> [EXERCISE OBJECTIVE]: In the biography of Marie Van Vorst, why did she and Bessie Van Vorst go undercover in factories and mills for The Woman Who Toils? Answer in one to three sentences.

Marie Van Vorst

Marie Louise Van Vorst (November 23, 1867 — December 16, 1936) was an American writer, researcher, painter, and volunteer nurse during World War I.

Van Vorst featured in Book News Monthly in 1915

Early life

Marie Louise Van Vorst was born in New York City, the daughter of Hooper Cumming Van Vorst and Josephine Adele Treat Van Vorst. Her father was a judge on the New York City Superior Court and president of the Century Club.[1]

Career

Van Vorst and her widowed sister-in-law, Bessie Van Vorst, moved to France and co-wrote novels together, including Bagsby's Daughter (1901). For The Woman Who Toils: Being the Experiences of Two Ladies as Factory Girls (1903), they went undercover at a pickle factory in Pittsburgh, ; a textile mill outside Buffalo, New York; a variety of sweat shops in Chicago; a shoe factory in Lynn, Massachusetts; and a Southern cotton mill to learn about working women's lives.[2] The book's introduction was written by Theodore Roosevelt.[3] Marie Van Vorst also wrote regularly for Harper's Magazine,[4] Good Housekeeping, and other national publications.[5]

Van Vorst's books include Philip Longstreth (1902), Amanda of the Mill (1905), Miss Desmond (1905), The Sins of George Warrener (1906), The Sentimental Adventures of Jimmy Bulstrode (1908), In Ambush (1909), First Love (1910), The Girl from His Town (1910), The Broken Bell (1912), His Love Story (1913), Big Tremaine (1914), Mary Moreland (1915), Fairfax and His Bride (1920), Tradition (1921), The Queen of Karmania (1922), Goodnight Ladies! (1931), and The Gardenia (1933).[6] Three of her novels were adapted for silent films before 1920.

Point-per-instance localization data
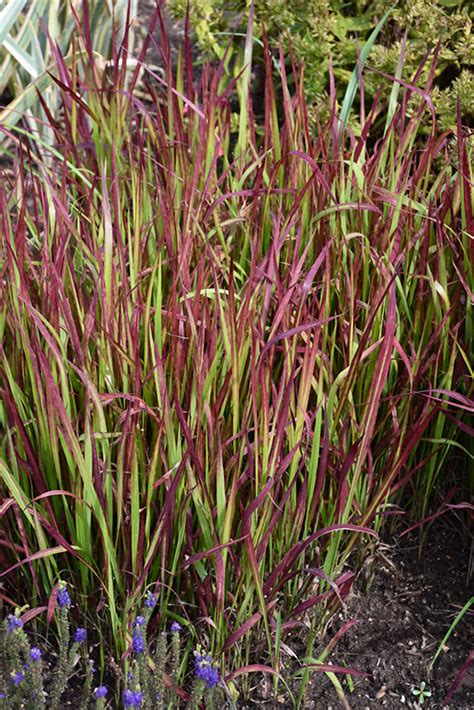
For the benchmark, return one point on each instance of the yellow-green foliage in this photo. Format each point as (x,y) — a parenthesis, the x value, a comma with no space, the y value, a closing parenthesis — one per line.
(320,29)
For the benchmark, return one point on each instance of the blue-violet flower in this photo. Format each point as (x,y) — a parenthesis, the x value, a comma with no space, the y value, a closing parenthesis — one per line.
(80,635)
(205,669)
(132,699)
(17,677)
(64,600)
(150,600)
(138,644)
(35,653)
(14,623)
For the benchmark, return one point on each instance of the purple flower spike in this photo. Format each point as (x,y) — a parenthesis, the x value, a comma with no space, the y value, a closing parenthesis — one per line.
(132,699)
(14,623)
(138,644)
(150,600)
(17,677)
(35,653)
(205,669)
(80,635)
(64,600)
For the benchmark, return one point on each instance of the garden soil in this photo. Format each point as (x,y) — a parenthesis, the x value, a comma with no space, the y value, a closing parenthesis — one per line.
(403,617)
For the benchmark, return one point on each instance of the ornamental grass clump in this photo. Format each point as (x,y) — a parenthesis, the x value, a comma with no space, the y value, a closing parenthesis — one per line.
(230,351)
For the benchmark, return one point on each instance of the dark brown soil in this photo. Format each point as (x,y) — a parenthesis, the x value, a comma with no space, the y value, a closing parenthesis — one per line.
(403,618)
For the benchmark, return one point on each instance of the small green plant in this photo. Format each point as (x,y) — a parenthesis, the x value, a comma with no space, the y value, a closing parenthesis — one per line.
(421,693)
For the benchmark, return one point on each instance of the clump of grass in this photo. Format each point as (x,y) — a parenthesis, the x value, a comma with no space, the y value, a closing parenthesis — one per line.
(227,354)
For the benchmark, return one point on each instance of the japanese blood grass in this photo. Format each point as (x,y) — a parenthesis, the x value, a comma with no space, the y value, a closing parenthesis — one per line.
(221,369)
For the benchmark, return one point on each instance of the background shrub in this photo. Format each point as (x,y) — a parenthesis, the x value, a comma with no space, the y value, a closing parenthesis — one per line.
(320,30)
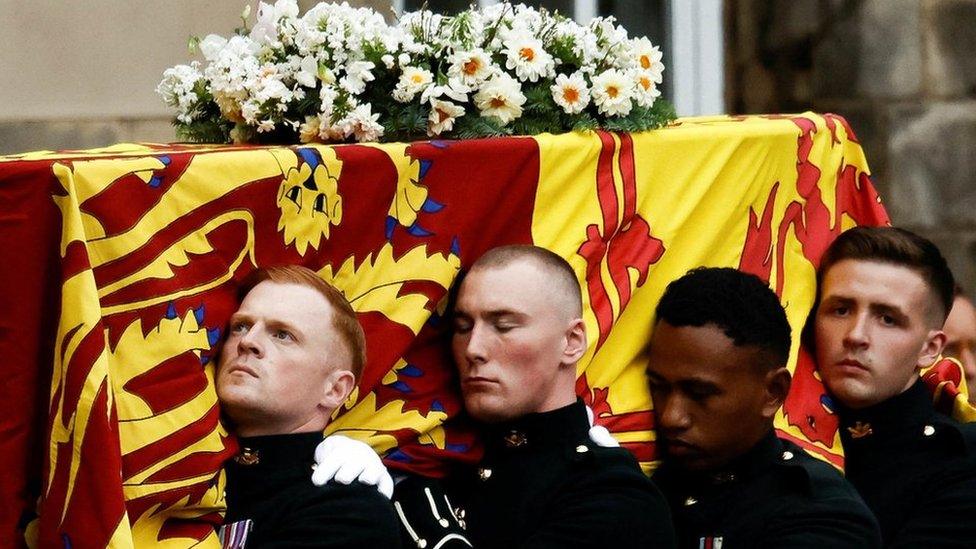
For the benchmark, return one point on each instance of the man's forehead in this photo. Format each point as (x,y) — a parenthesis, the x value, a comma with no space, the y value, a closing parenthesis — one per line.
(287,302)
(870,277)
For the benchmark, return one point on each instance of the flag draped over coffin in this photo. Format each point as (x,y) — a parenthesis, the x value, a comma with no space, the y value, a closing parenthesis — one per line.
(155,239)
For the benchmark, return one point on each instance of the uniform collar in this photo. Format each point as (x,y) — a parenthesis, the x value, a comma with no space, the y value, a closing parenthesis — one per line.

> [RESPONSE TO THE TASK]: They went undercover to learn about working women's lives. To do so, they took places at a pickle factory in Pittsburgh, a textile mill outside Buffalo, New York, sweat shops in Chicago, a shoe factory in Lynn, Massachusetts, and a Southern cotton mill.